Pictures aside, write out every record exactly as it appears.
___ Material for this exercise
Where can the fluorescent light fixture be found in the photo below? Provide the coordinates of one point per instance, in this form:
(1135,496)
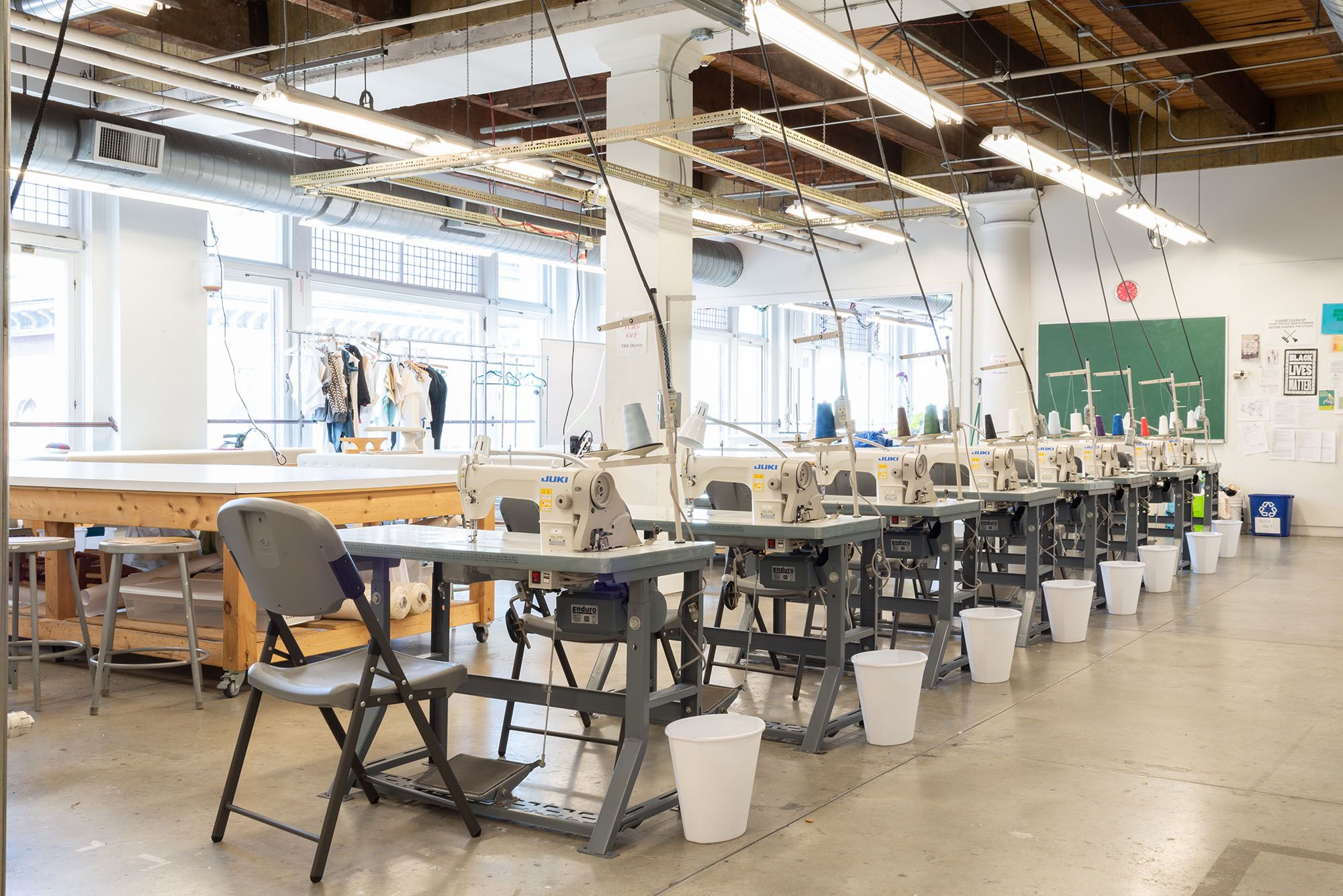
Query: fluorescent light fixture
(805,211)
(878,234)
(349,118)
(138,7)
(833,51)
(1161,221)
(108,189)
(1050,162)
(722,219)
(820,310)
______
*Result of this task*.
Where can the fluorescent light fixture be found in the photo below? Provide the coordinates of one point per instance, in this form:
(1135,496)
Query: fluorescent light fixture
(805,211)
(878,234)
(349,118)
(138,7)
(833,51)
(1161,221)
(108,189)
(1050,162)
(722,219)
(820,310)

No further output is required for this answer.